- Directive -
Convert all of the records below into a JSON list of strings, one string per line, with blank lines skipped. Leave the pictures out.

* BEGIN Record list *

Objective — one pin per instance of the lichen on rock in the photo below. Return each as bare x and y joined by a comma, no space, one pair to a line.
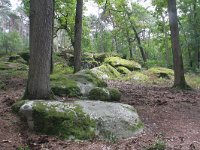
82,119
117,61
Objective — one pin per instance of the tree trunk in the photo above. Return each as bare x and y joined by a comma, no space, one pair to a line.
78,36
41,24
137,38
179,78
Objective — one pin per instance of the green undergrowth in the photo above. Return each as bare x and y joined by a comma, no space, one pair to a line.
193,80
88,76
69,123
61,85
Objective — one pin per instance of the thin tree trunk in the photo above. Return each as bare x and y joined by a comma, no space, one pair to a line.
41,24
137,38
78,36
179,80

* END Record list *

- Exercise response -
[
  "Objective — one pin per instance of the lichen on rock in the photo below. Return each as bare x and y joined by a comma, no space, one pair to a line.",
  "82,119",
  "117,61",
  "Objective — one pin per instance of the tree trunk in the photo above. Return each as bare x and y joined by a comma, no space, one pair to a line.",
  "78,36",
  "41,24",
  "137,38",
  "179,78",
  "Objective — one pin per instance of the green undergrowth in the photo above. Return each as bare x and y joined by a comma, no space, one pair to a line.",
  "193,80",
  "88,76",
  "69,123",
  "61,85",
  "Objective — one pin per instance of the thin tree trunk in the photo above. Return each as bare x and y joined by a comma, no space, one pair to a line.",
  "41,24",
  "137,38",
  "78,36",
  "179,80"
]